■ **Data excerpts**:
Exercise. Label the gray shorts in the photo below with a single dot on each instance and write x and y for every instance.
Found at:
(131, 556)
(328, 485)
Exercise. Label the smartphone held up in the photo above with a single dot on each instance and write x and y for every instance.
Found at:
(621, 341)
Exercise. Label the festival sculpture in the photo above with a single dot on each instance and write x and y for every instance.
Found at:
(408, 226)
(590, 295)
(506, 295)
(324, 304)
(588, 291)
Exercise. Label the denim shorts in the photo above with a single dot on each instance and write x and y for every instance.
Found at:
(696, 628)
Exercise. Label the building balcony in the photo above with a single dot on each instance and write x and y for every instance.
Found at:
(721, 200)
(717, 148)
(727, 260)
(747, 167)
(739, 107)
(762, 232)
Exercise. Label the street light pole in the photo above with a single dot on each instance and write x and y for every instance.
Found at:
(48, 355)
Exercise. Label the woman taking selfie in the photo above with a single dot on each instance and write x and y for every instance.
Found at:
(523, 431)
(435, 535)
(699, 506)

■ **Problem description**: Your task is to extract all of the records exactly.

■ **Solution to this task**:
Exercise. Label the gray shorts in the photo below with a single dot on each instance and write x and y for every instance.
Found at:
(131, 556)
(328, 485)
Exercise. Label the smartphone held up in the photo above with a single dot on each instance and write x and y for every instance.
Found at:
(621, 341)
Exercise. Label the festival sculpture in the photo above with a single dot on each instance and write x and y for every instance.
Found at:
(408, 226)
(590, 295)
(506, 295)
(324, 304)
(588, 291)
Exercise. Label the denim shorts in the photo above with a single dot on each instance and write x and y for every instance.
Found at:
(696, 628)
Exercise. Label the building balcony in the photo above with a single dot on each instance and write x and y for every instance.
Found at:
(721, 200)
(717, 148)
(727, 260)
(747, 167)
(739, 107)
(762, 232)
Exercise. Label the street light pole in the photo above with a single dot on each instance and write x and y for every instance.
Found at:
(48, 355)
Exercise. Label the woman taking selfie in the photo above with a single dot on each instance and write x and y for every instance.
Found at:
(523, 431)
(435, 535)
(699, 506)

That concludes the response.